Source records -
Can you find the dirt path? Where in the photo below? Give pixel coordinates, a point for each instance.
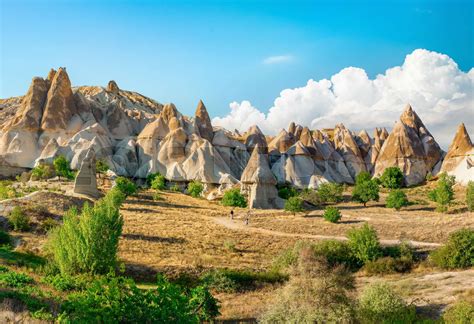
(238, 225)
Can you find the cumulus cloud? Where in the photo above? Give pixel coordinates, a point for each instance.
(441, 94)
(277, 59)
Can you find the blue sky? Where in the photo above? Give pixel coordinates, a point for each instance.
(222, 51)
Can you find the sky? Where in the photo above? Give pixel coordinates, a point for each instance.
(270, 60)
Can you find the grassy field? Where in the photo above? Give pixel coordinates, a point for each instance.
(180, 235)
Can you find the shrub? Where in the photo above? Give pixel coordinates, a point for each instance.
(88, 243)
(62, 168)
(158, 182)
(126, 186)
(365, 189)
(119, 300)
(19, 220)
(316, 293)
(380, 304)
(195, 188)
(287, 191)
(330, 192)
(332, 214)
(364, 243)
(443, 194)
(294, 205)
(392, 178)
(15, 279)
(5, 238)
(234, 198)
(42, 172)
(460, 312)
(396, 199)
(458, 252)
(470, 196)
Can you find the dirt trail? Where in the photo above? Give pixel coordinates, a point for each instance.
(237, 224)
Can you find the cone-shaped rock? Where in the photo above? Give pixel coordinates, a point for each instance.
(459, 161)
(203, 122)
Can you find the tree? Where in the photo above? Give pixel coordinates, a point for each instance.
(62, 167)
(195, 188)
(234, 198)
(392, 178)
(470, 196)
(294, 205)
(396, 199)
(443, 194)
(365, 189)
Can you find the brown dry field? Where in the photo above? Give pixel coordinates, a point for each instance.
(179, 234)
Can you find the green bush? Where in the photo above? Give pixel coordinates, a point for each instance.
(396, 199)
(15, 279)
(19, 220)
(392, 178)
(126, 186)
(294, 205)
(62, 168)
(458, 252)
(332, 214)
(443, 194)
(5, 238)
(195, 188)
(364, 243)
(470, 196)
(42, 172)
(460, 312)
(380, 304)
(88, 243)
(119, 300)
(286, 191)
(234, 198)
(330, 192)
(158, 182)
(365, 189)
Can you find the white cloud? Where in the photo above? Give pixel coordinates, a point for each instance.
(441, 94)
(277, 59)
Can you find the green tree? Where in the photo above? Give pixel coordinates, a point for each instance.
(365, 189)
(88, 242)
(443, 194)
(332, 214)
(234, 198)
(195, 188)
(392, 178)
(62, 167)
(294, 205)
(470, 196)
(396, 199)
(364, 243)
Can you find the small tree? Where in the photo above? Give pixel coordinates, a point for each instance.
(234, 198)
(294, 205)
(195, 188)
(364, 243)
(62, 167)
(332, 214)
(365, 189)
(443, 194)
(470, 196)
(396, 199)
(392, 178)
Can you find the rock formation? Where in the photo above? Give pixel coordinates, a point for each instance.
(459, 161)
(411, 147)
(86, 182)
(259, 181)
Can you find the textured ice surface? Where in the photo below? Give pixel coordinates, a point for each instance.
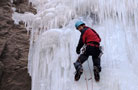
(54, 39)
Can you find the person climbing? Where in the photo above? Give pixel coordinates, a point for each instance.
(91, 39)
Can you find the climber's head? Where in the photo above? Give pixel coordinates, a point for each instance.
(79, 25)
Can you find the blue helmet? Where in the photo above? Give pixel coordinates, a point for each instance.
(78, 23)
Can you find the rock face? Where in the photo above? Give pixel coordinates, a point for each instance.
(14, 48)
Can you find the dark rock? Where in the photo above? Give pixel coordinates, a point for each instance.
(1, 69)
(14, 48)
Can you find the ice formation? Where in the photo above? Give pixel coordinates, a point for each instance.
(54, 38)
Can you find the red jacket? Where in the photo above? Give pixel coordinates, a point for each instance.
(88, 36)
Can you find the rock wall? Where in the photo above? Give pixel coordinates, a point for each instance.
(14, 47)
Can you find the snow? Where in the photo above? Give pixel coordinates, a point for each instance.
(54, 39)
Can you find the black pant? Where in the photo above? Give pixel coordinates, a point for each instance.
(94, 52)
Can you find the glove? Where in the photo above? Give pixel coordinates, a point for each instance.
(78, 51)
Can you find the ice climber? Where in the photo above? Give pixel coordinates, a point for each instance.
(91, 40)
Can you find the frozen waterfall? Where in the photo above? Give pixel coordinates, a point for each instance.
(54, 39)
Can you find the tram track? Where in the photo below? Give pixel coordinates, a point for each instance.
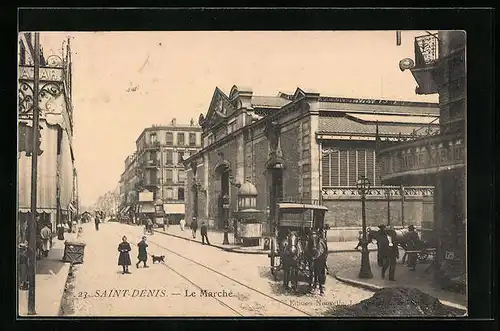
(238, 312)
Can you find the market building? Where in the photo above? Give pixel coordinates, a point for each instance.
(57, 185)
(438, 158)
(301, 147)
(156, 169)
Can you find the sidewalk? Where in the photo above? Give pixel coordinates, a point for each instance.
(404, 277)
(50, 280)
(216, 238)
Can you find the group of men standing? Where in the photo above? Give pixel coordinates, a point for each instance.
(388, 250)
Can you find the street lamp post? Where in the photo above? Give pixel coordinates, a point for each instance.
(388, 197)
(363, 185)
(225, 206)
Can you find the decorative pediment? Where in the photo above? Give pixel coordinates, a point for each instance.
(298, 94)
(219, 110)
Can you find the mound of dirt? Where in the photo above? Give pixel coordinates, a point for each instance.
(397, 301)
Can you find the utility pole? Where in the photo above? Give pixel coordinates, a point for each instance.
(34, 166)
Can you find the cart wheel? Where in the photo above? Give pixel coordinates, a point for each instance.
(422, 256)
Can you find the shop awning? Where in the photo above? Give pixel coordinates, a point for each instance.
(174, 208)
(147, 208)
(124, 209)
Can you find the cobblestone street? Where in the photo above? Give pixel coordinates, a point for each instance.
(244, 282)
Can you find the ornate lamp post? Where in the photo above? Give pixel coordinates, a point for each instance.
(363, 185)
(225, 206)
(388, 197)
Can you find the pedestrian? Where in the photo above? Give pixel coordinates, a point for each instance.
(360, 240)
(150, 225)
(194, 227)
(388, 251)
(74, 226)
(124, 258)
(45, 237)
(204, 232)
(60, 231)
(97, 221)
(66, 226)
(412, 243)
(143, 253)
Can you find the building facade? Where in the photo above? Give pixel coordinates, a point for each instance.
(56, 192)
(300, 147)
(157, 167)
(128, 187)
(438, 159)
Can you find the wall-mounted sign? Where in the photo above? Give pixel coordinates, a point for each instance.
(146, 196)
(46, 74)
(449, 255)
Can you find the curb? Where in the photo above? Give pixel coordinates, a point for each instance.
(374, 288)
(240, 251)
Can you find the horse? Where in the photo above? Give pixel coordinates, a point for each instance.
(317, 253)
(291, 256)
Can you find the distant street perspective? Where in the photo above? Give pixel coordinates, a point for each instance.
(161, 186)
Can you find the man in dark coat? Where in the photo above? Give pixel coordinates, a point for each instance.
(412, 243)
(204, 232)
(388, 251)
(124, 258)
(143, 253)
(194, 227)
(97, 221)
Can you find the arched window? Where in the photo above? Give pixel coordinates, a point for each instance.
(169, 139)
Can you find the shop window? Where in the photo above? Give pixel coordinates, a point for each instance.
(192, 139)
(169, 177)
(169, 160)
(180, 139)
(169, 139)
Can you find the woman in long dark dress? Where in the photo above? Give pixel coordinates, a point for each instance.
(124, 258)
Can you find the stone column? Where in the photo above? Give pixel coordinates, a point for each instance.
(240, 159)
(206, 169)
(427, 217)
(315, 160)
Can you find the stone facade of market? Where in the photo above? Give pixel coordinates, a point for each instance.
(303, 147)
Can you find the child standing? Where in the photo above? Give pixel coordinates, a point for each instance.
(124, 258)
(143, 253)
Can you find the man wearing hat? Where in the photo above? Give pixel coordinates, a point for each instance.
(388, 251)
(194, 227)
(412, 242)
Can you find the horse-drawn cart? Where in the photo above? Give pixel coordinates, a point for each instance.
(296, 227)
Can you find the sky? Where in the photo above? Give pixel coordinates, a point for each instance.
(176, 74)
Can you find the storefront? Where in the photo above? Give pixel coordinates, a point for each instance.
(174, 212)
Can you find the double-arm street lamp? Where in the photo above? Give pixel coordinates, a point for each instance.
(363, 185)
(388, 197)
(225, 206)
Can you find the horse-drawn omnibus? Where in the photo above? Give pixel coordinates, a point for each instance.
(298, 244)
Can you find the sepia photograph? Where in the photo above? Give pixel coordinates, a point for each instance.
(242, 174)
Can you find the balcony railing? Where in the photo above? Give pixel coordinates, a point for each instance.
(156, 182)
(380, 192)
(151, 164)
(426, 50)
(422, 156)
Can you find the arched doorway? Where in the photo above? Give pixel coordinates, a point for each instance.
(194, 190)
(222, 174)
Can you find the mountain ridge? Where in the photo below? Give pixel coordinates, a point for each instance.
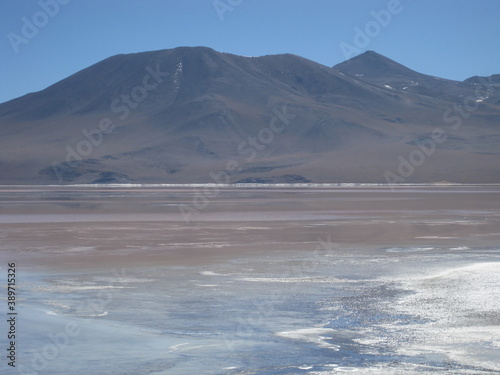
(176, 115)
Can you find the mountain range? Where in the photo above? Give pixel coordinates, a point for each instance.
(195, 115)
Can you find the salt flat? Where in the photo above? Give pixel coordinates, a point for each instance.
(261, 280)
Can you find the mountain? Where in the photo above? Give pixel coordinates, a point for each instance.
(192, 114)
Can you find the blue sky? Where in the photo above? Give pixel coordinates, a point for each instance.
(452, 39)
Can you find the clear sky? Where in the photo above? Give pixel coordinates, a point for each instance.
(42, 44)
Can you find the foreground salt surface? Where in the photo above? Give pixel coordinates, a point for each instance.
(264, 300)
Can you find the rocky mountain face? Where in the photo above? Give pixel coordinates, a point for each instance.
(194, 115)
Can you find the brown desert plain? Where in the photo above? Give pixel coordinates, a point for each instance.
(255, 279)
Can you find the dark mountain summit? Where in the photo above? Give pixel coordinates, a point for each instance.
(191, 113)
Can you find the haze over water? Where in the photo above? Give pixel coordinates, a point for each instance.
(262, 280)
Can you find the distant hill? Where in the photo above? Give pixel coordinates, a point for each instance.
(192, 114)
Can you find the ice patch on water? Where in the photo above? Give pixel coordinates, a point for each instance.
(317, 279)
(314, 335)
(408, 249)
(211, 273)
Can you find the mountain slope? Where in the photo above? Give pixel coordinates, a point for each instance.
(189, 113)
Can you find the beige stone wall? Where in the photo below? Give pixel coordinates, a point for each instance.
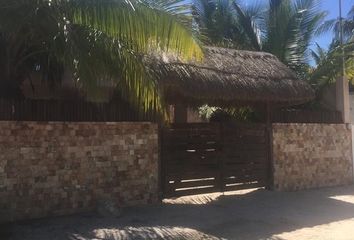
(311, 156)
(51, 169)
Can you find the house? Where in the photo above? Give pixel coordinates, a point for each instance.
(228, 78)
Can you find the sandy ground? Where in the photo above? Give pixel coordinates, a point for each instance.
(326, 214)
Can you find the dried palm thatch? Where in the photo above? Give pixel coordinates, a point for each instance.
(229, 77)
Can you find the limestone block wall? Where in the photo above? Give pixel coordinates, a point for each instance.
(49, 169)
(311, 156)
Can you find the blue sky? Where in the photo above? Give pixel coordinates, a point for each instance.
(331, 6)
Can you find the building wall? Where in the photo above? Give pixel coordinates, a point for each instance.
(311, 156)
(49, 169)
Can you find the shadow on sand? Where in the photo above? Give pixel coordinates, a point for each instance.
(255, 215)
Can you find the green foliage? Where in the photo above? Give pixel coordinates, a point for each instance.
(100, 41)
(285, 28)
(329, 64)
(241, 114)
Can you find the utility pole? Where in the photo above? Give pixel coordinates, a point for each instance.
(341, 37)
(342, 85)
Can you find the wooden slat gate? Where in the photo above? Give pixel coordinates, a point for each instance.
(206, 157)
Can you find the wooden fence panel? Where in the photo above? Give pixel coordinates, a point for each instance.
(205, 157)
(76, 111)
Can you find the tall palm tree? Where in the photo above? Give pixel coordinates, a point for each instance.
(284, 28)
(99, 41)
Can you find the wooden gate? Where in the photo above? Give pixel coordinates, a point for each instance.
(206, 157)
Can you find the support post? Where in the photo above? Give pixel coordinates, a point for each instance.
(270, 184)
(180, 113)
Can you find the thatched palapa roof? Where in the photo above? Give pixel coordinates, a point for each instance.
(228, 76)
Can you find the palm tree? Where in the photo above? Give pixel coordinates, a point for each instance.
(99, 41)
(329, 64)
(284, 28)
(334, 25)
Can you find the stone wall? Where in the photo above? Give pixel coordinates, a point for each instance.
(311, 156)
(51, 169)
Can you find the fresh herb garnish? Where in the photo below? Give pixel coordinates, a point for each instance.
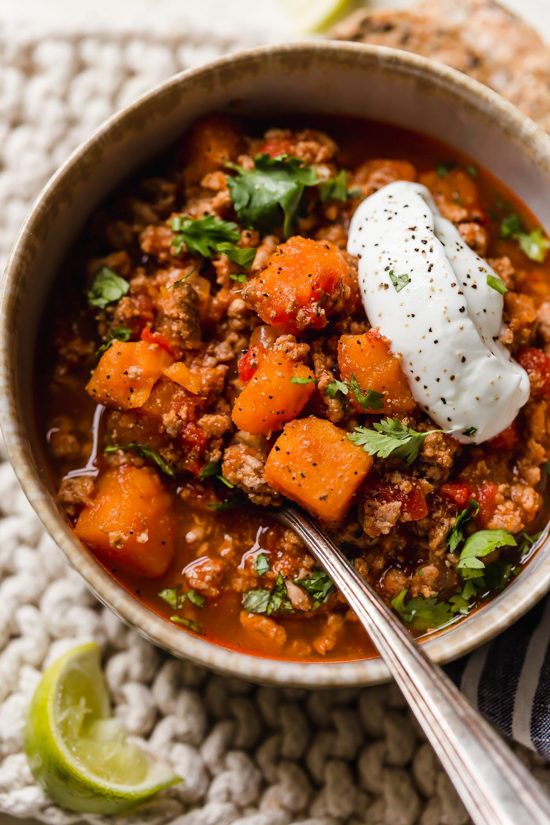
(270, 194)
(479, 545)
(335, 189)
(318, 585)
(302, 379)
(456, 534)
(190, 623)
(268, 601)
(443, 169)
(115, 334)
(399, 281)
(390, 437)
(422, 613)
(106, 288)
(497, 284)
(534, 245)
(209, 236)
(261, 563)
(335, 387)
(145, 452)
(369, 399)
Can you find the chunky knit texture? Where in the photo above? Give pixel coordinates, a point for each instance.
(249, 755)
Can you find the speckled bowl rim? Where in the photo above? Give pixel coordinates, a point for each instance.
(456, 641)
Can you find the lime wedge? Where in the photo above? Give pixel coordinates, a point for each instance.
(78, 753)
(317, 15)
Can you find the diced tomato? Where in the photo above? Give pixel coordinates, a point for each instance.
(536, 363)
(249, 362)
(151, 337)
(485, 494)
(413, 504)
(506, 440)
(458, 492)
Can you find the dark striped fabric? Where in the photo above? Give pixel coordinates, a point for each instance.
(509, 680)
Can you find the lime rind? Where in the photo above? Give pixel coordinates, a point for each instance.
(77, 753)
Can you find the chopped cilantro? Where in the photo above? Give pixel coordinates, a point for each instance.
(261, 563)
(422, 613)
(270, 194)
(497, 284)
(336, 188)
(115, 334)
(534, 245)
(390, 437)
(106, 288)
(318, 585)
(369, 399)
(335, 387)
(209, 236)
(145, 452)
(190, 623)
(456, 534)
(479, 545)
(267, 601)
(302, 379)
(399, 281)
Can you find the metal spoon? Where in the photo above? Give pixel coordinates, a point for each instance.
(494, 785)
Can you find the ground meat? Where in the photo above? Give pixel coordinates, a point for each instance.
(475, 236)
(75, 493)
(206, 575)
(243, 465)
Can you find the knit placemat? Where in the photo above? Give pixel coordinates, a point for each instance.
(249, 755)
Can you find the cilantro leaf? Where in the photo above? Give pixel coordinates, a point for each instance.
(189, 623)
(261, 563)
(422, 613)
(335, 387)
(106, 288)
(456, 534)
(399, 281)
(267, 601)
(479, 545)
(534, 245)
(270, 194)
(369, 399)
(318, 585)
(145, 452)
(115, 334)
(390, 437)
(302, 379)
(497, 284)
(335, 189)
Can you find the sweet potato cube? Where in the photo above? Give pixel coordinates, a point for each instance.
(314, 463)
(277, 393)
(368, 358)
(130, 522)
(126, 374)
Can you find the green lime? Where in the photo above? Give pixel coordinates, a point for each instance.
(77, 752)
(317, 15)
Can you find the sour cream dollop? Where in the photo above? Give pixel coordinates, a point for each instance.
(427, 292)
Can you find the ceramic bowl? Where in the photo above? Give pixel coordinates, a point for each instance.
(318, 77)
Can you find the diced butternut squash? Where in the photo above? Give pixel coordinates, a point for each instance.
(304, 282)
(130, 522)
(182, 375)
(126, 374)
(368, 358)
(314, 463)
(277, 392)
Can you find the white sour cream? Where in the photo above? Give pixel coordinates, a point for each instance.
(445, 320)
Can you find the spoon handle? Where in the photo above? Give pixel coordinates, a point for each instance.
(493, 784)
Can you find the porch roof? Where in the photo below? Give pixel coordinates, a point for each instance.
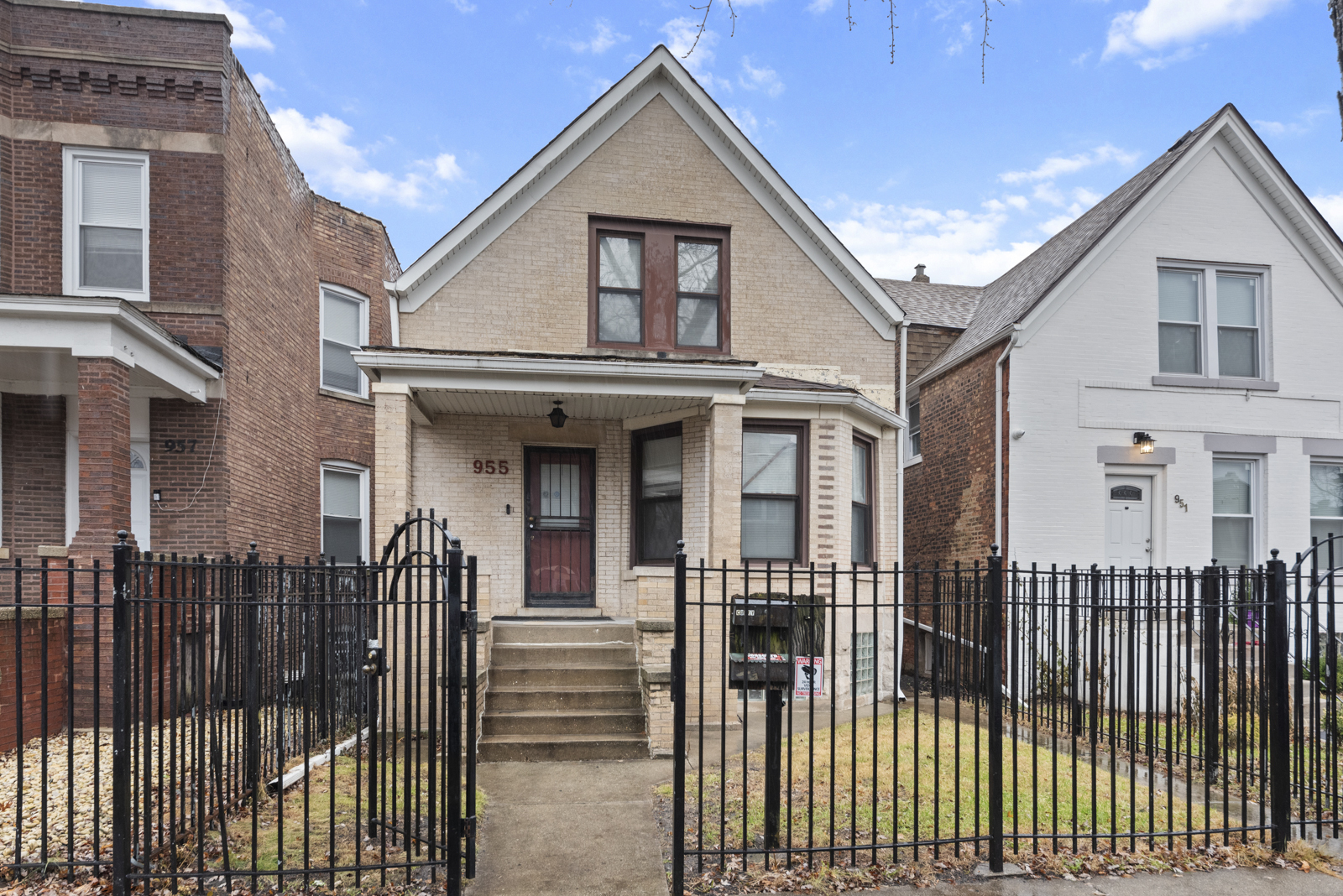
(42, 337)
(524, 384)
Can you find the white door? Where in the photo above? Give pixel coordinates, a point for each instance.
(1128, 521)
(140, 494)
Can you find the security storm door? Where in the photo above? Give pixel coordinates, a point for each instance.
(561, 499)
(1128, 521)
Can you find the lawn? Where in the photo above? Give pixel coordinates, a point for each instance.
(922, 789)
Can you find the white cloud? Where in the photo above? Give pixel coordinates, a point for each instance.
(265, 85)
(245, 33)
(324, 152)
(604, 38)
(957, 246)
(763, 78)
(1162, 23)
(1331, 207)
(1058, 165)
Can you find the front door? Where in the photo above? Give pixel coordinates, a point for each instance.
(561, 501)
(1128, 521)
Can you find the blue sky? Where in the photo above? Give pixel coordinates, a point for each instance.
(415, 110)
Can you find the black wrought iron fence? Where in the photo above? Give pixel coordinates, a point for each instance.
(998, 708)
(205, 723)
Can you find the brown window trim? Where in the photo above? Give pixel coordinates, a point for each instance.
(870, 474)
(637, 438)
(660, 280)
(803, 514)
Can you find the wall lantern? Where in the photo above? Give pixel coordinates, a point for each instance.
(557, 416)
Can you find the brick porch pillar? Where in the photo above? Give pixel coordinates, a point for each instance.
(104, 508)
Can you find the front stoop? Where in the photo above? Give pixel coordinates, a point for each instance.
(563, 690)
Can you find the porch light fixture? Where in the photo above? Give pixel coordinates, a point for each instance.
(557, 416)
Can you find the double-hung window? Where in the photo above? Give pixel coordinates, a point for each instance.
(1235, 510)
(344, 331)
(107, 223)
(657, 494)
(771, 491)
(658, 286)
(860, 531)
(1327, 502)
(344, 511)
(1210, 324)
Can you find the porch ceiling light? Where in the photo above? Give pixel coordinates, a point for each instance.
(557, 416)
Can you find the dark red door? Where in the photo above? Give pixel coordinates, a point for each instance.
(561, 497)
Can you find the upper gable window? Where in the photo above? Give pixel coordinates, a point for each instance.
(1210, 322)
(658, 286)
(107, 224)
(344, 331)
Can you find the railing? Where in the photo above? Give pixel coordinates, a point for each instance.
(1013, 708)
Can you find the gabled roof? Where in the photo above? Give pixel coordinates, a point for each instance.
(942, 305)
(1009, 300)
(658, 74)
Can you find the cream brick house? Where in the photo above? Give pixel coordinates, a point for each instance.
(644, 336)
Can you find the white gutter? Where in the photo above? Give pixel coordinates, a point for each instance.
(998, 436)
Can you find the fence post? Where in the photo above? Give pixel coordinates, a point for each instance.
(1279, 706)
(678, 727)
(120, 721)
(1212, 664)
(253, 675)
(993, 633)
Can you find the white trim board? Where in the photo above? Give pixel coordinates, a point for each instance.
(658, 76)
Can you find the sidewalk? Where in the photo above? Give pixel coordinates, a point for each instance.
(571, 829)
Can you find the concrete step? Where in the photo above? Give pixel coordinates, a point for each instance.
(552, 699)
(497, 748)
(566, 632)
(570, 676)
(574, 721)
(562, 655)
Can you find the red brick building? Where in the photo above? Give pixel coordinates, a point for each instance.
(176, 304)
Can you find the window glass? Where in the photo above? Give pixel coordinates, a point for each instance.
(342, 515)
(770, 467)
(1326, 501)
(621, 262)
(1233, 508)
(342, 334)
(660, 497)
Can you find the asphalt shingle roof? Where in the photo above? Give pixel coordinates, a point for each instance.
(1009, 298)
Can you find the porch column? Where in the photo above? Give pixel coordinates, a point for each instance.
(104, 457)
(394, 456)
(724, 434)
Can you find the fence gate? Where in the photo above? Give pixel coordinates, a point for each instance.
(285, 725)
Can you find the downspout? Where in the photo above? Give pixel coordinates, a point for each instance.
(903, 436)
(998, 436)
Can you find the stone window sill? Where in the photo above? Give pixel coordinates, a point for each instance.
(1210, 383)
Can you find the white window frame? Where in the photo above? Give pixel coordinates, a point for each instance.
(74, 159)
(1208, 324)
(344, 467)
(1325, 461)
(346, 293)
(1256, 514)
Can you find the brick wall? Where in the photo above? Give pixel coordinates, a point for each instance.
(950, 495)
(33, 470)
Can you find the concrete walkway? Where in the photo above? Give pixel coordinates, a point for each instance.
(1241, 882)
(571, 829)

Directive -
Send back exactly the lines from the line with "Can you find the fence gate?" through the end of the records.

Solution to the problem -
Can you find the fence gate? Where in the photo above? Give pixel coordinates, a point for each instance.
(285, 725)
Can you find the downspout? Where in the photo above? Give pixel coordinates, a point for each instance.
(903, 436)
(998, 436)
Can you find the stone window sill? Where in the photo above? Give pixel coordinates, a point for each instance.
(1210, 383)
Can you find the white window frame? Where in the photo above? Give pixel coordinates, a point for each instance.
(74, 159)
(1208, 324)
(344, 467)
(1325, 461)
(346, 293)
(1256, 514)
Can you find the brick wall? Where in the photo above? Give pixel coordinates, a point for each instance.
(950, 495)
(33, 470)
Can you find the concrete walkway? Where in the photo above? Give pixel coordinates, a point for each instance.
(1241, 882)
(571, 829)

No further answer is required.